**PASSAGE TO READ:**
Non-ionic liposomal systems have also been examined to determine their utility in the delivery of drugs to the skin, in particular systems including non-ionic surfactant and cholesterol. Non-ionic liposomal formulations including Novasome.TM. I (glyceryl dilaurate/cholesterol/po-lyoxyethylene-10-stearyl ether) and Novasome.TM. II (glyceryl distearate/cholesterol/polyoxyethylene-10-stearyl ether) were used to deliver cyclosporin-A into the dermis of mouse skin. Results indicated that such non-ionic liposomal systems were effective in facilitating the deposition of cyclosporin-A into different layers of the skin (Hu et al. S. T. P. Pharma. Sci., 1994, 4, 6, 466).
Liposomes also include “sterically stabilized” liposomes, a term which, as used herein, refers to liposomes including one or more specialized lipids that, when incorporated into liposomes, result in enhanced circulation lifetimes relative to liposomes lacking such specialized lipids. Examples of sterically stabilized liposomes are those in which part of the vesicle-forming lipid portion of the liposome (A) includes one or more glycolipids, such as monosialoganglioside G.sub.M1, or (B) is derivatized with one or more hydrophilic polymers, such as a polyethylene glycol (PEG) moiety. While not wishing to be bound by any particular theory, it is thought in the art that, at least for sterically stabilized liposomes containing gangliosides, sphingomyelin, or PEG-derivatized lipids, the enhanced circulation half-life of these sterically stabilized liposomes derives from a reduced uptake into cells of the reticuloendothelial system (RES) (Allen et al., FEBS Letters, 1987, 223, 42; Wu et al., Cancer Research, 1993, 53, 3765).

**RECORDED DATA:**
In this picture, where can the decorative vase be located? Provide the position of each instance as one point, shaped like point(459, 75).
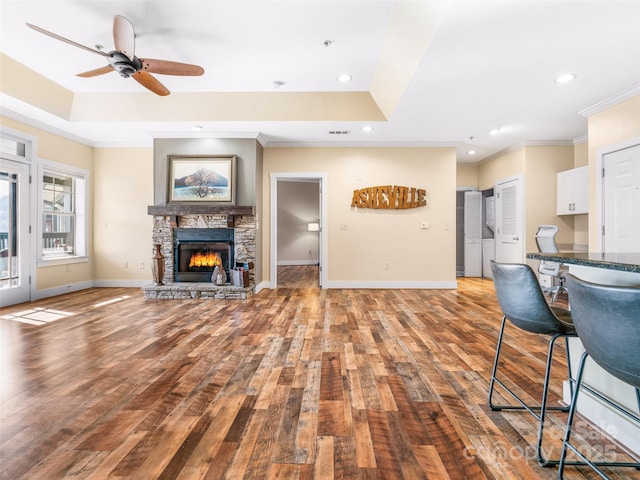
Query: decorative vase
point(157, 265)
point(219, 276)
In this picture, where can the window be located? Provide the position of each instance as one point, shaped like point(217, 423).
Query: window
point(63, 212)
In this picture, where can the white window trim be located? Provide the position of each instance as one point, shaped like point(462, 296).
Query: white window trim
point(82, 201)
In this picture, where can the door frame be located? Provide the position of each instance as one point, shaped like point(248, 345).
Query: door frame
point(520, 199)
point(273, 227)
point(600, 193)
point(30, 161)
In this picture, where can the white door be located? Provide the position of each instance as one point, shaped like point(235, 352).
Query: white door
point(621, 200)
point(14, 233)
point(472, 234)
point(509, 211)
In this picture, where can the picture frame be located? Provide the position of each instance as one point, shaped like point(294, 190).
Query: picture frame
point(202, 178)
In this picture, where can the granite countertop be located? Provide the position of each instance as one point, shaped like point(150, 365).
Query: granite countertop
point(626, 262)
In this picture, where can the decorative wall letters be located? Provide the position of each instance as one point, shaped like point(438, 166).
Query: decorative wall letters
point(389, 196)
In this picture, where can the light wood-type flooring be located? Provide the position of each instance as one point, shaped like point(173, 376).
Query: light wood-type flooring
point(294, 383)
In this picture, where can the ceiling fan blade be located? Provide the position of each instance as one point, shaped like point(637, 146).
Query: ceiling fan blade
point(96, 72)
point(65, 40)
point(124, 37)
point(166, 67)
point(150, 82)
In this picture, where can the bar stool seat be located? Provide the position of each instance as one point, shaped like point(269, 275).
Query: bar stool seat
point(606, 319)
point(523, 303)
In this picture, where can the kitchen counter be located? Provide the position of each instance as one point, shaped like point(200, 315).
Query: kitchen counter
point(624, 262)
point(608, 269)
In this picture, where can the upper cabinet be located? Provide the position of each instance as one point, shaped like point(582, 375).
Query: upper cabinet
point(573, 191)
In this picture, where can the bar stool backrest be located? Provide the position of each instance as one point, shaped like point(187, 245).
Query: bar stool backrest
point(522, 300)
point(607, 319)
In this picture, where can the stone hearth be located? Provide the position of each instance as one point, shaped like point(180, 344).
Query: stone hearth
point(166, 219)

**EXERCISE INSTRUCTIONS:**
a – Transcribe the stretch of the liposome passage from "Non-ionic liposomal systems have" through "4, 6, 466).".
b – According to the liposome passage, why do sterically stabilized liposomes have an enhanced circulation half-life? Answer in one to three sentences.
The entries play no part in the work on the liposome passage.

**ANSWERS FOR THIS EXERCISE:**
a –
Non-ionic liposomal systems have also been examined to determine their utility in the delivery of drugs to the skin, in particular systems including non-ionic surfactant and cholesterol. Non-ionic liposomal formulations including Novasome.TM. I (glyceryl dilaurate/cholesterol/po-lyoxyethylene-10-stearyl ether) and Novasome.TM. II (glyceryl distearate/cholesterol/polyoxyethylene-10-stearyl ether) were used to deliver cyclosporin-A into the dermis of mouse skin. Results indicated that such non-ionic liposomal systems were effective in facilitating the deposition of cyclosporin-A into different layers of the skin (Hu et al. S. T. P. Pharma. Sci., 1994, 4, 6, 466).

b – It is thought in the art that the enhanced circulation half-life comes from reduced uptake into cells of the reticuloendothelial system (RES). This is held at least for sterically stabilized liposomes that contain gangliosides, sphingomyelin, or PEG-derivatized lipids.